Material supplied »
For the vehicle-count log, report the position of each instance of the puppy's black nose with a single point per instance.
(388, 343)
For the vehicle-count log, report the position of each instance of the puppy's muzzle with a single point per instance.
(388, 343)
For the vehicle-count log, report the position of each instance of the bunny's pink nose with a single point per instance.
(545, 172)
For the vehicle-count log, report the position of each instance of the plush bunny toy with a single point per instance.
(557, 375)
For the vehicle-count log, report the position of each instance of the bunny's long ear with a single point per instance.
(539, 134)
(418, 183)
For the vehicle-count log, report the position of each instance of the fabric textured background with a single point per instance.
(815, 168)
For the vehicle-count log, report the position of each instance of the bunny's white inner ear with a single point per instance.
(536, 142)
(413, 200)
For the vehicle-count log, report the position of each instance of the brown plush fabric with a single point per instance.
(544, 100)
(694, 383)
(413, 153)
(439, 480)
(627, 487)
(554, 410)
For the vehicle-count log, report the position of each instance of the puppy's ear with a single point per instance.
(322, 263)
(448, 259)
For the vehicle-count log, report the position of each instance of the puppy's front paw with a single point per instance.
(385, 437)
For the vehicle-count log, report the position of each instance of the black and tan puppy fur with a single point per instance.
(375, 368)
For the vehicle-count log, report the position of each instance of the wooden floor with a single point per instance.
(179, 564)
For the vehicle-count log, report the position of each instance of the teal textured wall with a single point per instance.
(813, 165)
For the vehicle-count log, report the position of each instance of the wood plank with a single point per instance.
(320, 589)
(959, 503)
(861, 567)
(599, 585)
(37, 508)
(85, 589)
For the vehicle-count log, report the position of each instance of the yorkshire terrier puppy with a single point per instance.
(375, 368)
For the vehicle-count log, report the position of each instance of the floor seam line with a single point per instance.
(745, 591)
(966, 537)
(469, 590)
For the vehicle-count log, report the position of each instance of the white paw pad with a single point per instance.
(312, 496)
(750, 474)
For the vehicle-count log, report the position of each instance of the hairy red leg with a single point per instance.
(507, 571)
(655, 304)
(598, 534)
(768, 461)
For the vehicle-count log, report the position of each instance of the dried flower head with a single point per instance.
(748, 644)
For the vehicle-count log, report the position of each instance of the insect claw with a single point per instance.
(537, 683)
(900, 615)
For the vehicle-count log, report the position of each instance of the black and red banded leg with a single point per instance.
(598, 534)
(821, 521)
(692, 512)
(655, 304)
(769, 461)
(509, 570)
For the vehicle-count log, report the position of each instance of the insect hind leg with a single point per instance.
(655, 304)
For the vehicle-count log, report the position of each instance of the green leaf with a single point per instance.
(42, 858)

Problem description »
Transcribe word for word the part of the records that opens with the line containing "claw with a single point per instance." and runs through the end of the records, including both of those lines.

Answer »
For the vehicle-count log, report the position of each instance of the insect claw with a single point per instance.
(537, 683)
(900, 615)
For the vehicle-count log, report the position of each instance of the black and red banded leg with a single point per instance.
(598, 534)
(821, 521)
(692, 512)
(655, 304)
(769, 461)
(509, 570)
For the vehicle-count log, report the position of each instance of the insect hind leg with a single point per instance.
(655, 304)
For the vehicle-count log, report the position of each instance of the green leaf with a single point per instance.
(42, 858)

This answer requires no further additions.